begin

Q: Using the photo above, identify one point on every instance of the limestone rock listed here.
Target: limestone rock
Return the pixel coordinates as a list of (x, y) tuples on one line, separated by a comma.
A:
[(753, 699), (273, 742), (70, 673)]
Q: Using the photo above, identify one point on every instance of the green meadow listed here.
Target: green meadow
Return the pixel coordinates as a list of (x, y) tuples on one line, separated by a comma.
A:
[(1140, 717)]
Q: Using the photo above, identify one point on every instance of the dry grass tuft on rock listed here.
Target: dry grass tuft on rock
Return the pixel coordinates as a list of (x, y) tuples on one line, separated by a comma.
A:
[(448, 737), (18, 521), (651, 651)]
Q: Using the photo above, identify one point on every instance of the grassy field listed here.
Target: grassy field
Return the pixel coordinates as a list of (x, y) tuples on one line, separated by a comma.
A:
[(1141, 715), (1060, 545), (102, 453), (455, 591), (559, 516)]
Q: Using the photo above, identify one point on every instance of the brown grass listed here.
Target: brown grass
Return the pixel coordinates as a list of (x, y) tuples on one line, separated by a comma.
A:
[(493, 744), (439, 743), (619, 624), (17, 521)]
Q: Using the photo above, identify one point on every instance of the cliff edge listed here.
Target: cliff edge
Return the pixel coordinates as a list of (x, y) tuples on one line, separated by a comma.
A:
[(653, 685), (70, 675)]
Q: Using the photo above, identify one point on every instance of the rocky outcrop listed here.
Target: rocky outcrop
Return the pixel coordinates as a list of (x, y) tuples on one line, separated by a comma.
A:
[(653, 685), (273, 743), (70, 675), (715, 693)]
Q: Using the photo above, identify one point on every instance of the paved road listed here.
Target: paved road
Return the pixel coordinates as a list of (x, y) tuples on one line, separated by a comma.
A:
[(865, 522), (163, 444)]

end

### Work instructions
Rewrite the data above with every "pixel coordinates" replaced by "image coordinates", leaving all other text as it is.

### Task response
Q: Using the photo above, identify one point on every instance of the limestone rock listed here.
Target: limestone rock
Return the image coordinates as a list of (x, y) tuples on one line, separated by a comma.
A:
[(753, 699), (273, 742), (70, 673)]
Q: Using the photo above, identify one point on every instance of the green meadow listed here.
Target: green meadow
Return the image coordinates as a list of (x, y) tuples on one line, separated by a comma.
A:
[(1140, 717)]
Q: Using the photo above, identify one point on every instance of the dry grass tuft on rock listed here.
Target: dry grass tuft on rock
Return the image coordinates as a list of (x, y) tuples on one line, separated by a comma.
A:
[(448, 737), (18, 521), (651, 651)]
Q: Using the photo above, identify one point on every instance of the grassy field listed here.
Target: grassy field
Return the image coordinates as a list of (x, y) tuples on one line, separated by a comma.
A:
[(1141, 715), (1060, 545), (102, 453), (455, 591), (559, 516)]
Q: Using the photo above, identify one point on every instance of the brown grass listed here.
Target: brown grass
Return the image coordinates as a list of (x, y) tuples on one line, separated by a comma.
A:
[(493, 744), (439, 743), (619, 624), (17, 521)]
Q: Using the photo above, identify one point on every instance of the cliff edge listed here.
Target: cliff edge
Return the image coordinates as a list of (x, y) tuples on one line, separated by a comma.
A:
[(653, 685), (70, 675)]
Q: Using the photo above, identify one point on every instance of the rocky outcrop listed here.
Target: rocky outcrop
Return the image coordinates as a list of (x, y) tuples on one line, separated by a comma.
A:
[(653, 685), (273, 743), (70, 675), (715, 693)]
Q: Using the photo above, identify one point on every instance of the paved road listed here.
Target: paved road
Return the image coordinates as a list of (x, y) tuples on one line, separated by a comma.
A:
[(865, 522), (163, 444)]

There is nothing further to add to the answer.